§ **DOCUMENT EXTRACT**
— Start —
Peaches and rhubarb no longer qualify for the sales loss portion of the payments and USDA also corrected payment rates on several commodities. Producers of the additional commodities determined to be eligible can start signing up for the benefits July 13.
USDA did not indicate eggs would be added as an eligible commodity nor that classes of wheat other than hard red spring wheat and durum would be eligible.
“USDA is still evaluating comments and will issue another document with additional determinations and payment rates,” USDA said in a Federal Register notice published Friday, noting in a release that additional eligible commodities would be announced “in the coming weeks.”
Despite the changes announced this week, USDA said that it “will not change CFAP costs” even as some have speculated the actions will mean the program could run out of money even earlier.
**USDA Says 1.28 Million Acres of Land Accepted Into CRP Grasslands Effort
USDA accepted offers on 1.28 million acres of land to be enrolled in the Conservation Reserve Program (CRP) Grasslands program, 68% of the 1.88 million acres offered for enrollment.
— End —
(Collected data entries)
— Start —
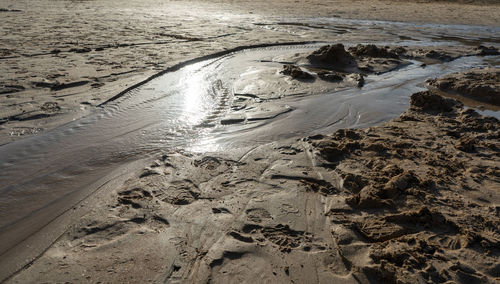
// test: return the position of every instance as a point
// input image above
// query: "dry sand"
(385, 204)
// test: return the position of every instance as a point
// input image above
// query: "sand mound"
(478, 84)
(410, 201)
(372, 50)
(332, 55)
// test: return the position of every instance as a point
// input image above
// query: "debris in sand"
(332, 55)
(371, 50)
(50, 107)
(330, 76)
(8, 89)
(487, 50)
(478, 84)
(295, 72)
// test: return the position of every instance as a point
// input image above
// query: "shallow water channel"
(235, 100)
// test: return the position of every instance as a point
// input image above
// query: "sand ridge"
(388, 203)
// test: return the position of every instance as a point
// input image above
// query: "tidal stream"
(235, 100)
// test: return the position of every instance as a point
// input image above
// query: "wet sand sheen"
(186, 109)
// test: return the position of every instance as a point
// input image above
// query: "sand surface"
(385, 204)
(413, 200)
(59, 59)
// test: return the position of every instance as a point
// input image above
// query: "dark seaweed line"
(200, 59)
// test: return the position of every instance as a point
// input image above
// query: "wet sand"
(81, 53)
(380, 203)
(388, 203)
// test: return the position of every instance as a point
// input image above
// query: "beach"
(180, 141)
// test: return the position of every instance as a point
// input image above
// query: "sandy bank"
(412, 200)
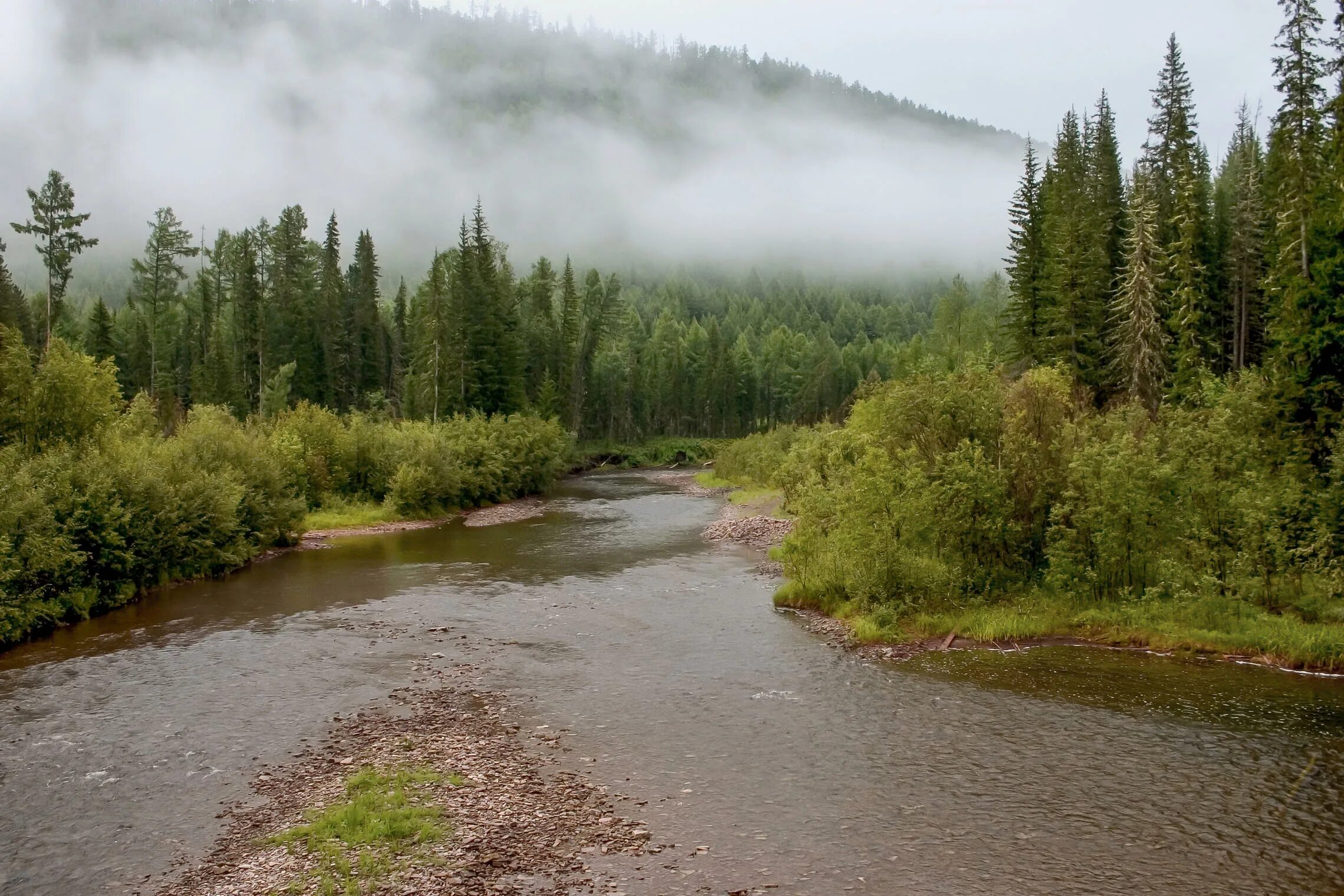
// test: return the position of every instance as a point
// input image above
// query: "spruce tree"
(55, 225)
(1303, 354)
(1026, 262)
(156, 280)
(1138, 336)
(1077, 309)
(251, 319)
(397, 374)
(1178, 167)
(572, 332)
(14, 308)
(98, 334)
(331, 317)
(1241, 214)
(295, 299)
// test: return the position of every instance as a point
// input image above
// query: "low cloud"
(230, 129)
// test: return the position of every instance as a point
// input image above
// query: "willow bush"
(98, 504)
(954, 492)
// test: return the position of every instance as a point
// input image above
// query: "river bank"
(755, 518)
(609, 645)
(507, 818)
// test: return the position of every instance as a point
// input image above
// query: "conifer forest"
(730, 421)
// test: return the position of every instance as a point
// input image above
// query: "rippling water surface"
(1045, 772)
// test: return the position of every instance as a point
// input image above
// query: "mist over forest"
(613, 148)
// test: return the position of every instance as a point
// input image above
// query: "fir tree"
(295, 299)
(14, 309)
(366, 335)
(1139, 340)
(248, 305)
(331, 317)
(398, 347)
(55, 225)
(156, 280)
(1241, 211)
(98, 334)
(1077, 309)
(1025, 262)
(1304, 357)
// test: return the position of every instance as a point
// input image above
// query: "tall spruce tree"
(251, 319)
(366, 340)
(1240, 210)
(14, 308)
(397, 370)
(331, 317)
(1077, 309)
(98, 332)
(295, 299)
(55, 225)
(1026, 263)
(1307, 386)
(157, 277)
(1138, 335)
(1180, 180)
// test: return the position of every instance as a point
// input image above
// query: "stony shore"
(521, 824)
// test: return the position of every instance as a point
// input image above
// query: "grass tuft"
(340, 513)
(357, 842)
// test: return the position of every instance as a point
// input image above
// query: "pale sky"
(1014, 64)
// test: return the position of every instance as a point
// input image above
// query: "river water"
(1045, 772)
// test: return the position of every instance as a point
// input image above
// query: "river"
(1046, 772)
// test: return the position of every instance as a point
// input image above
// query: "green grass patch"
(660, 452)
(359, 841)
(1198, 625)
(765, 500)
(340, 513)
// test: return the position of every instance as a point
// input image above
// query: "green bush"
(98, 504)
(945, 496)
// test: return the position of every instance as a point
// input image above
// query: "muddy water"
(1047, 772)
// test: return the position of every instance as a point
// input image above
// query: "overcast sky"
(1014, 64)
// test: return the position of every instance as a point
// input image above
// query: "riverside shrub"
(98, 504)
(945, 492)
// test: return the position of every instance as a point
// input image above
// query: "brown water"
(1046, 772)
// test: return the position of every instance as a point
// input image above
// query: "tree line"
(1144, 282)
(1154, 457)
(268, 316)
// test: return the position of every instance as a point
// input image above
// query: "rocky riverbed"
(519, 822)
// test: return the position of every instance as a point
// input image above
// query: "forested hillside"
(1158, 459)
(491, 62)
(615, 150)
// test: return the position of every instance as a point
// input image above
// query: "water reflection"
(1046, 772)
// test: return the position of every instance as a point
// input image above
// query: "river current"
(966, 773)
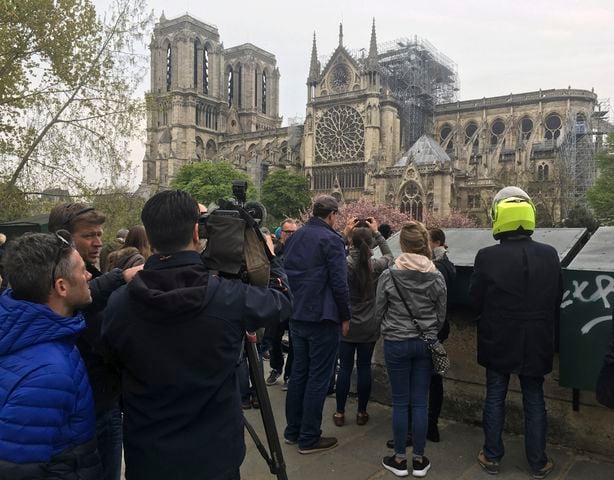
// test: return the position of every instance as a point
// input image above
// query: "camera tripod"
(275, 458)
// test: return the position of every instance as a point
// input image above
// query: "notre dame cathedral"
(382, 122)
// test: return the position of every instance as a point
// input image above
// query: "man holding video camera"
(176, 332)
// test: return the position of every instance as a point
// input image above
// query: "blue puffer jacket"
(47, 422)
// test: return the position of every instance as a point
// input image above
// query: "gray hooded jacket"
(424, 290)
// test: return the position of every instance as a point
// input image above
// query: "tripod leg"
(277, 464)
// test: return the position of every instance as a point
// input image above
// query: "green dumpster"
(586, 311)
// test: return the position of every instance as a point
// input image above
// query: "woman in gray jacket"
(408, 360)
(363, 272)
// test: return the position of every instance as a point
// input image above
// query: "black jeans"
(363, 352)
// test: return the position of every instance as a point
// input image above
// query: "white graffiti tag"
(580, 291)
(604, 286)
(596, 321)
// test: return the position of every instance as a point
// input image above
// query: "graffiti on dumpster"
(584, 292)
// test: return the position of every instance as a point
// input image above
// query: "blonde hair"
(414, 238)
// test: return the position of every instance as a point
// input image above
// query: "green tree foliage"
(13, 203)
(67, 89)
(207, 182)
(285, 194)
(601, 195)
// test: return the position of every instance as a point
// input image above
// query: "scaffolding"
(419, 77)
(582, 139)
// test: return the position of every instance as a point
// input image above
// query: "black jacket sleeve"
(264, 306)
(477, 288)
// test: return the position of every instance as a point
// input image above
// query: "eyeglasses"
(63, 245)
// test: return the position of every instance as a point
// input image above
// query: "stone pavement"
(359, 453)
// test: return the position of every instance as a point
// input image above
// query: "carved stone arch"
(283, 152)
(411, 199)
(210, 149)
(237, 156)
(199, 151)
(169, 58)
(252, 152)
(265, 79)
(553, 125)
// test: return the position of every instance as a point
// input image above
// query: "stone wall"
(591, 428)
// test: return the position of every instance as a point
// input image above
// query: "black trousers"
(435, 400)
(277, 357)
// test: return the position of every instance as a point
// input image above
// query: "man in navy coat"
(314, 260)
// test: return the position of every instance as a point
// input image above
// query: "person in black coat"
(176, 333)
(516, 288)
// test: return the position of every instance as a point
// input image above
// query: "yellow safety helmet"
(512, 211)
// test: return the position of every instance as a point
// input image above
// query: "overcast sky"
(499, 46)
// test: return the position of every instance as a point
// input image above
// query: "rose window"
(340, 136)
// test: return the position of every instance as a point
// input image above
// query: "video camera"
(235, 246)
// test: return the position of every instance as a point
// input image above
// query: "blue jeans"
(109, 437)
(364, 352)
(409, 367)
(315, 349)
(534, 417)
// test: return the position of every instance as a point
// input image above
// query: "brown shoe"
(339, 419)
(362, 418)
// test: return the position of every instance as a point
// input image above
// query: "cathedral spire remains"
(314, 66)
(373, 44)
— End —
§ **WORK TO DO**
[a] Which farm commodities does the USDA payment text name?
[b] According to the USDA payment text, what share of the acres offered for the CRP Grasslands program did USDA accept?

§ **SOLUTIONS**
[a] Peaches, rhubarb, eggs, hard red spring wheat, and durum.

[b] 68%, or 1.28 million of the 1.88 million acres offered.